Source text:
↓↓↓

Abnormalities in EC-pericyte assembly are also apparent in various vascular malformation syndromes where fewer pericytes/mural cells are observed to be associated with the abnormal vasculature (Cai et al., 2019). In particular, they have been observed in arteriovenous (AVM), venous (VM) and cerebral cavernous malformations (CCM). Lower levels of PDGF-BB have been implicated as a cause of these deficiencies (Redondo et al., 2010). These vascular malformations have in common the presence of activating mutations in key signal transduction molecules including k-Ras with AVM, Tie2 with VM, and PIK3CA with CCM(Limaye et al., 2009; Al-Olabi et al., 2018; Nikolaev et al., 2018; Cai et al., 2019; Ren et al., 2021). CCM also have familial or sporadic mutations in either the CCM1, CCM2 or CCM3 genes (Lampugnani et al., 2017; Wetzel-Strong et al., 2017). Genetic knockouts of each of these CCM genes during vascular development led to EC lumen formation defects (Kleaveland et al., 2009; Whitehead et al., 2009; Lampugnani et al., 2017). VEGF and VEGFR2-dependent signaling have been shown to play a role in previous work on the pathogenesis of a variety of vascular anomalies (Park et al., 2021; Queisser et al., 2021; Snodgrass et al., 2021). An interesting question concerns the potential role of VEGF priming and downstream “Factor”-dependent signaling in the morphogenic manifestations and abnormalities observed in the various vascular anomalies.

↑↑↑

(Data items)
↓↓↓

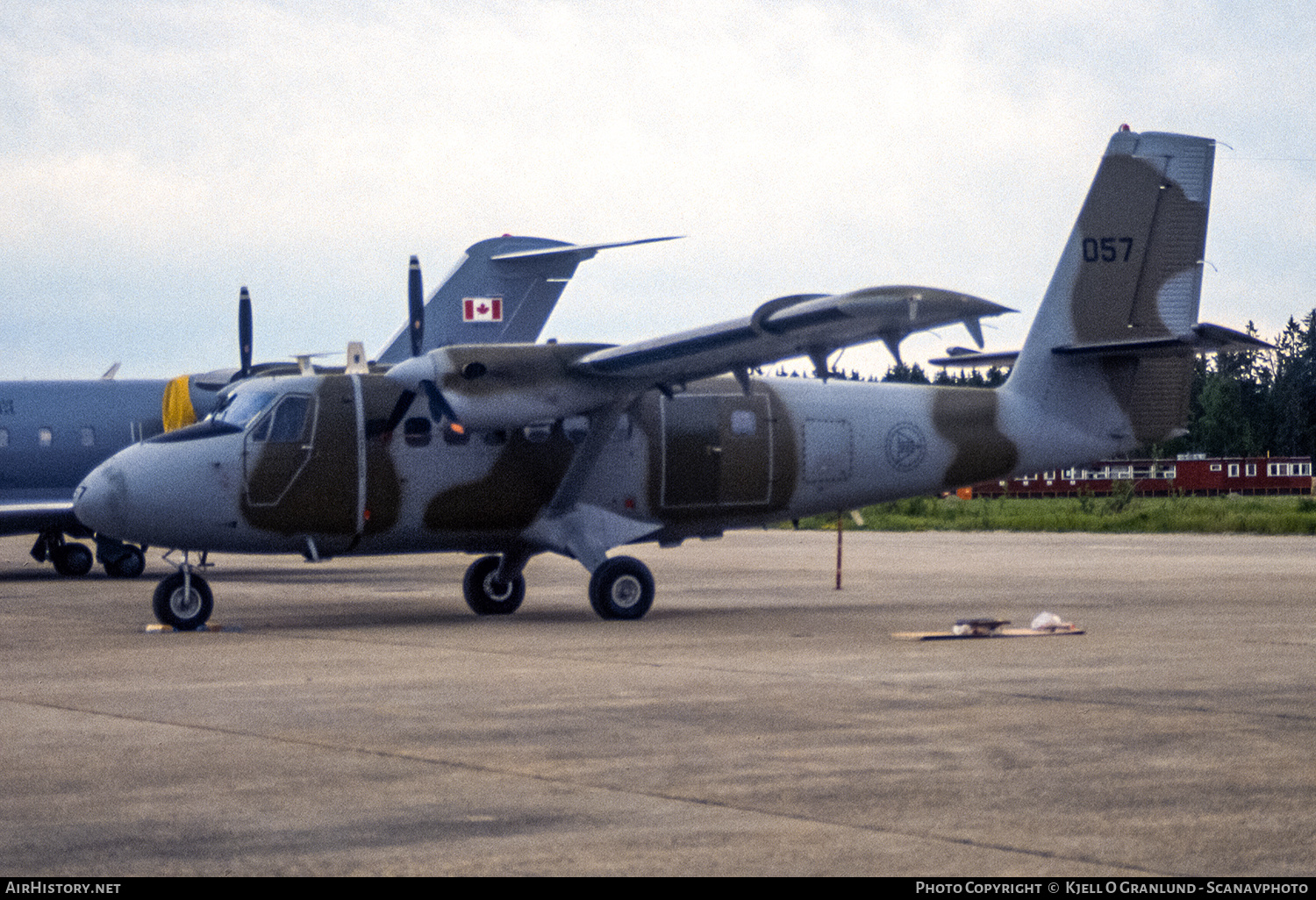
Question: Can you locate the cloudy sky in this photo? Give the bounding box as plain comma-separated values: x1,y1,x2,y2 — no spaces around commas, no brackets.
0,0,1316,378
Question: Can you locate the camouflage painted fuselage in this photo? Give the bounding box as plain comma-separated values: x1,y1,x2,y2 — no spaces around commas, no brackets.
79,375,1069,555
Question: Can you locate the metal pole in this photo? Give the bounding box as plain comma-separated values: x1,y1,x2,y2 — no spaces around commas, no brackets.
836,510,844,591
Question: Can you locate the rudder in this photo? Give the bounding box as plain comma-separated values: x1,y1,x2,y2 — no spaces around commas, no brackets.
1005,131,1219,452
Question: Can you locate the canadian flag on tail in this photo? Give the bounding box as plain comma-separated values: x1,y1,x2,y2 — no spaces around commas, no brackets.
462,297,503,323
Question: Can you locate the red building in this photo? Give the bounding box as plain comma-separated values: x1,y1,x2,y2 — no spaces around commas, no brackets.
973,454,1316,497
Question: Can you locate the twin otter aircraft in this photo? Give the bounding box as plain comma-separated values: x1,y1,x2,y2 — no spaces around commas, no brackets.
75,129,1260,629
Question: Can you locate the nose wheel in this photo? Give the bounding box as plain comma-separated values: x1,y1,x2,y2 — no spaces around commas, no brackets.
590,557,654,618
152,568,215,632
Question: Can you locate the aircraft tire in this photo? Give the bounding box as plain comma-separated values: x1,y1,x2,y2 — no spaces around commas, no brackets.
152,573,215,632
462,557,526,616
590,557,654,618
105,545,147,578
50,544,92,578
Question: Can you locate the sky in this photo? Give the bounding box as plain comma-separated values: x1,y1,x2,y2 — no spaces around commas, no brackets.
0,0,1316,379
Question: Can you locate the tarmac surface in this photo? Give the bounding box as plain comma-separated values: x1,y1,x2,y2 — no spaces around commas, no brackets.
0,532,1316,876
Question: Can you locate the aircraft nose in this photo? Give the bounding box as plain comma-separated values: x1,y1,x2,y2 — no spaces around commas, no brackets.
74,462,128,537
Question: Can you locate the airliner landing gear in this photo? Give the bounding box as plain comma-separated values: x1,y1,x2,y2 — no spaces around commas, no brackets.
152,563,215,632
590,557,654,618
97,537,147,578
32,533,92,578
462,557,526,616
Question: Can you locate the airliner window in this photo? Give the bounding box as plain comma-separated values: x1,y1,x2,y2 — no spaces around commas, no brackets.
210,391,274,428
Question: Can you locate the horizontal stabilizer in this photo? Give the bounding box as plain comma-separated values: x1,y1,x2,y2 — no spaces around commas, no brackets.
1052,323,1273,357
928,347,1019,368
928,323,1274,368
490,234,686,262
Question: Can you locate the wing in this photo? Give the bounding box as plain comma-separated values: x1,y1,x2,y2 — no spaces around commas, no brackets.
573,286,1015,384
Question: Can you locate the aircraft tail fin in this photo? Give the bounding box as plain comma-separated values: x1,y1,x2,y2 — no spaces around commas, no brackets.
379,234,673,363
1005,128,1221,453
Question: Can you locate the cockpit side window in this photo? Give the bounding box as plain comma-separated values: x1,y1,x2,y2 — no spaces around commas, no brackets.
210,391,275,428
252,394,311,444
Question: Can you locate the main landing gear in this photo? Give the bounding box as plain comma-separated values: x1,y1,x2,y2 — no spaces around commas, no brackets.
147,545,654,632
462,557,654,618
32,533,92,578
32,533,147,578
462,557,526,616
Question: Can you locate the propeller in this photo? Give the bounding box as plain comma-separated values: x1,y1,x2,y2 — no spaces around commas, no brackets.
371,257,466,434
237,287,252,378
407,257,426,357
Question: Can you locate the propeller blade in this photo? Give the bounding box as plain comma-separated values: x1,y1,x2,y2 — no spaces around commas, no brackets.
407,257,426,357
366,391,416,439
239,287,252,378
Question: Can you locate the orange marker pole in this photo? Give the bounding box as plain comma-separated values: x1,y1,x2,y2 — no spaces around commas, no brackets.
836,510,844,591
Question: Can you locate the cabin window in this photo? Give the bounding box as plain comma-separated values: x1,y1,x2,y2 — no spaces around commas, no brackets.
562,416,590,444
732,410,758,437
403,416,433,447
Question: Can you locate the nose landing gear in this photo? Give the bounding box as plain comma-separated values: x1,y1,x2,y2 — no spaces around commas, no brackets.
152,554,215,632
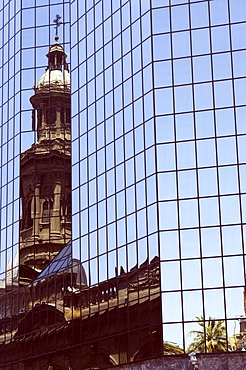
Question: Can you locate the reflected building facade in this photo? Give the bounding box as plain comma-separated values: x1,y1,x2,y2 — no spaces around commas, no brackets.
0,0,246,369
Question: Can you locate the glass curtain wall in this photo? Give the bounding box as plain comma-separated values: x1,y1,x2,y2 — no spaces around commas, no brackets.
71,0,246,354
0,0,246,369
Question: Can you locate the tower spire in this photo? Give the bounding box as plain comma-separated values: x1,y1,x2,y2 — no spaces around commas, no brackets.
53,14,61,42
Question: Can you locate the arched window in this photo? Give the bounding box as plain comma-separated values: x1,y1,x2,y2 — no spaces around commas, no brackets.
42,199,53,222
46,107,56,126
24,198,33,229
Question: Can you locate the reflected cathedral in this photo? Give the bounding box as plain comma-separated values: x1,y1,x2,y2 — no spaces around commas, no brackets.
0,36,163,370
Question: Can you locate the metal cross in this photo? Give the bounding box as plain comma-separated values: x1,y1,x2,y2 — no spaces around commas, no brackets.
53,14,61,35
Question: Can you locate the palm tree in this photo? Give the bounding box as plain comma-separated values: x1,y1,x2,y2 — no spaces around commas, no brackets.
163,341,184,355
187,316,227,352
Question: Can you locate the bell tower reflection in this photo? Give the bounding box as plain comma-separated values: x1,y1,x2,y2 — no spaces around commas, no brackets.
19,36,71,285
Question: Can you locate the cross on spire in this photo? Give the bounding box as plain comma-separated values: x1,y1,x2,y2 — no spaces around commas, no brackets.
53,14,61,36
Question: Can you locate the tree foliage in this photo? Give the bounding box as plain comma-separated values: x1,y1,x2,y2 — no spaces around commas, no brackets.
187,316,227,352
163,342,184,355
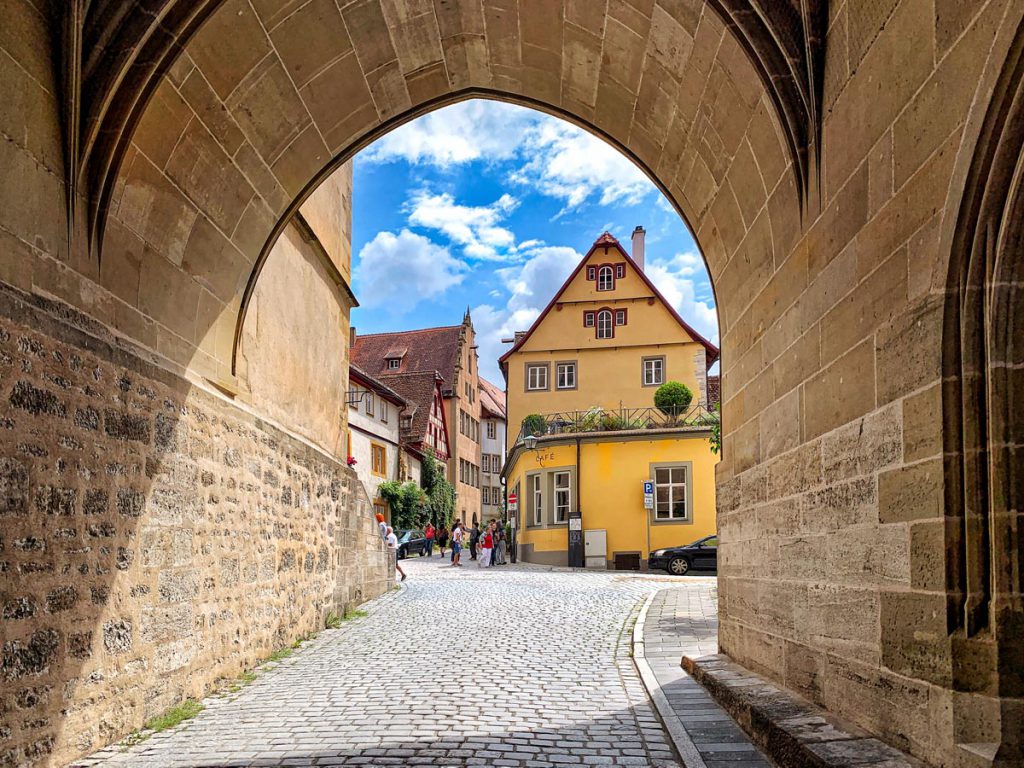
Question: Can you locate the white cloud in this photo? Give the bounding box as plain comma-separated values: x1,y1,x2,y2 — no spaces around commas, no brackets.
352,229,468,314
644,251,718,344
472,241,583,382
360,99,540,168
408,191,519,261
511,116,655,213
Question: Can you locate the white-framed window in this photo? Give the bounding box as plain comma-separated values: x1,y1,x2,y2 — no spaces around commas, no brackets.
526,362,548,392
552,471,572,522
643,357,665,387
654,467,689,520
526,475,544,525
555,362,575,389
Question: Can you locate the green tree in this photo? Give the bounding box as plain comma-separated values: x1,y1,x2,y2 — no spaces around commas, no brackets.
420,451,455,525
377,480,427,528
711,402,722,455
654,381,693,418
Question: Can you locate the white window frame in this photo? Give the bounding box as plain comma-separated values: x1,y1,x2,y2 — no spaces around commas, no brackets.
527,473,544,525
555,360,577,389
526,362,550,392
651,464,693,522
642,357,665,387
551,469,572,525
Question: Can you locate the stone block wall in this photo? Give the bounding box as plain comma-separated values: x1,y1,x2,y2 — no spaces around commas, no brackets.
0,288,391,766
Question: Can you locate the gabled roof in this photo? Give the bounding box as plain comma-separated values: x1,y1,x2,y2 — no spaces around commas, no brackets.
351,326,464,383
382,371,451,454
348,364,406,406
498,231,719,370
480,376,506,420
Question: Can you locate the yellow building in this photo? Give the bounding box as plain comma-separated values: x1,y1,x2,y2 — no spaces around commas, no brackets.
501,227,718,567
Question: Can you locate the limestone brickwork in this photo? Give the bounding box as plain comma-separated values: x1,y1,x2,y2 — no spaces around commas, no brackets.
0,0,1024,766
0,288,390,765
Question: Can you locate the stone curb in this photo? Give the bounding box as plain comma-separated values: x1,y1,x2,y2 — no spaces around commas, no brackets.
633,590,708,768
682,653,924,768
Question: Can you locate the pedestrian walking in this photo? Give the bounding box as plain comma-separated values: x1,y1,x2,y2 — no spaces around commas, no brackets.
423,522,436,557
437,523,451,557
476,525,495,568
385,525,406,582
490,524,507,565
452,520,463,568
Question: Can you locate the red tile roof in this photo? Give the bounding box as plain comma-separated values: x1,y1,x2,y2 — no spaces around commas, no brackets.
498,232,719,371
351,326,463,387
480,376,506,420
381,371,447,460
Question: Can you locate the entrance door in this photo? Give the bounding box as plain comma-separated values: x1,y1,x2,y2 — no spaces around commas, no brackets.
583,528,608,568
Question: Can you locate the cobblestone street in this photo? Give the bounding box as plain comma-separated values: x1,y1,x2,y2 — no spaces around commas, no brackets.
77,556,713,768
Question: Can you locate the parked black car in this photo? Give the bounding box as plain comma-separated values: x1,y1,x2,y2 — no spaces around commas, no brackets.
647,536,718,575
395,529,427,560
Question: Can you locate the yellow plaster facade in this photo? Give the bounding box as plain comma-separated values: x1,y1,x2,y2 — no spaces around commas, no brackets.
502,233,718,567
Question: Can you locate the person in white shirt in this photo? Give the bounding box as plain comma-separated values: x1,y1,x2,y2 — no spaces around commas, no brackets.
452,520,464,568
384,525,406,582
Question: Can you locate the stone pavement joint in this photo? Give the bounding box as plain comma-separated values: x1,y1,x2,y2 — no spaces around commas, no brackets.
75,557,718,768
633,580,771,768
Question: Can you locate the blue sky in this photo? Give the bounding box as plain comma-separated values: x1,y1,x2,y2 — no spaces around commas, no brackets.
352,99,718,384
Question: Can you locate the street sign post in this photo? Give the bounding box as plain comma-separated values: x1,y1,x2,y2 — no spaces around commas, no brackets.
643,480,654,509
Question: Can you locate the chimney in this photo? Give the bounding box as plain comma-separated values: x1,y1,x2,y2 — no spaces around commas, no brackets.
633,225,646,271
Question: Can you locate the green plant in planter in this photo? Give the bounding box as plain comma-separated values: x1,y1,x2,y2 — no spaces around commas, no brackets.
654,381,693,420
522,414,548,435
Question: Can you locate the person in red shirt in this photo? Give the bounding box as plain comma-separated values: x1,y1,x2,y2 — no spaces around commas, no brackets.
423,522,434,557
476,524,495,568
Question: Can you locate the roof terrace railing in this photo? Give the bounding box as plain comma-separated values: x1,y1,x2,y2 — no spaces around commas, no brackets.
516,403,719,442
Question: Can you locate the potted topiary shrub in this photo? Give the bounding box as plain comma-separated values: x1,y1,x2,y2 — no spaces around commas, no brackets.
654,381,693,423
522,414,548,436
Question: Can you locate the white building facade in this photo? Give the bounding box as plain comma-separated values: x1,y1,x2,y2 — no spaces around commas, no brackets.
348,366,403,520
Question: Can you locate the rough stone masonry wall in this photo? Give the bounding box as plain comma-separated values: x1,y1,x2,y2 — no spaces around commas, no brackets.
0,289,390,766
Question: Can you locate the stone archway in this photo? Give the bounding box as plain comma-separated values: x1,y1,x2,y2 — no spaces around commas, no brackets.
0,0,1022,765
943,15,1024,765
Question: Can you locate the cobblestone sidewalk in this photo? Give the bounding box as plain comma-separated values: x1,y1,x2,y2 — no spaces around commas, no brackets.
643,582,770,768
75,557,716,768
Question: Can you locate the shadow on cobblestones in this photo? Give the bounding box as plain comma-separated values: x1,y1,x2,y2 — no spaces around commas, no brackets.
80,558,707,768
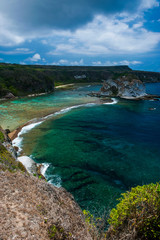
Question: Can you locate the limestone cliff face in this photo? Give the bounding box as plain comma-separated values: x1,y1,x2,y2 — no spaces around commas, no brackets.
0,171,92,240
0,128,92,240
101,76,146,98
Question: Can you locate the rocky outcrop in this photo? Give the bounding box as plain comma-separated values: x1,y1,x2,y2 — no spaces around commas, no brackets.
100,76,146,98
0,128,92,240
4,92,15,99
0,171,92,240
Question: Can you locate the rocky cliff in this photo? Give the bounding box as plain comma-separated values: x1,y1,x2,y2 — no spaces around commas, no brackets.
100,75,146,98
0,128,92,240
0,63,160,98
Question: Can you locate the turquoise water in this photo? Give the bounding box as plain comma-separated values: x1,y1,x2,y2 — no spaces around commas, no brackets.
0,84,100,130
18,84,160,212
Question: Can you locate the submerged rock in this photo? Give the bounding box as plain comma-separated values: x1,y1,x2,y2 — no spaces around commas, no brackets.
100,75,146,98
4,92,15,99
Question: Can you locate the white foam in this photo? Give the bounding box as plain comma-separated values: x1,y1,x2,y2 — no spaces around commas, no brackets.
43,103,97,119
12,121,42,153
103,98,118,105
41,163,49,177
48,174,62,188
17,156,37,174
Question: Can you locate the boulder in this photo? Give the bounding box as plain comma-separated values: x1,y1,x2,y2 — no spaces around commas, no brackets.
100,76,146,98
4,92,15,99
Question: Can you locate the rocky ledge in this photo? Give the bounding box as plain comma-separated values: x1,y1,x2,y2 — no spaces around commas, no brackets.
0,127,92,240
89,74,160,100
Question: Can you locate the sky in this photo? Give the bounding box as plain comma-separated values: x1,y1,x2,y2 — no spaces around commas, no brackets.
0,0,160,72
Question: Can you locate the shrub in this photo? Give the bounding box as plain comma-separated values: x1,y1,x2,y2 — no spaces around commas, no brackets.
48,224,73,240
0,131,4,143
108,183,160,240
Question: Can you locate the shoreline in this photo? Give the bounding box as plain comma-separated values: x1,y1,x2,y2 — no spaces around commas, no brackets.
8,99,117,178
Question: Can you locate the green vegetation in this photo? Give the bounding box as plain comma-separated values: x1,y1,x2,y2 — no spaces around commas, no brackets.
0,131,5,143
107,183,160,240
0,63,131,97
0,63,160,97
48,224,73,240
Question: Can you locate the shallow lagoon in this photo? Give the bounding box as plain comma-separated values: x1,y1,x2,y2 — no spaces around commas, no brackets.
0,84,160,211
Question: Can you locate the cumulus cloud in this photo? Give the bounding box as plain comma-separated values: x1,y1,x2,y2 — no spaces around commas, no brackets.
0,0,159,46
52,59,84,66
50,15,160,55
92,60,142,66
26,53,41,62
0,48,34,55
0,0,152,31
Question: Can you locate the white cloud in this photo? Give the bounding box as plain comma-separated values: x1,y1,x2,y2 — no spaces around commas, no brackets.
28,53,41,62
50,15,160,55
139,0,159,10
0,48,34,55
0,13,24,47
52,59,84,66
92,60,142,66
92,61,102,66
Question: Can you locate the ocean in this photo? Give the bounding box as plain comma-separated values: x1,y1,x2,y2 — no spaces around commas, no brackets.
0,83,160,212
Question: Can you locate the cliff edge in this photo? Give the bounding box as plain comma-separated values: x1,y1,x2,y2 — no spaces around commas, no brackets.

↑↑↑

What to work on: In the text on vascular malformations, which mutated signaling molecule is linked to venous malformations?

Problem solution: Tie2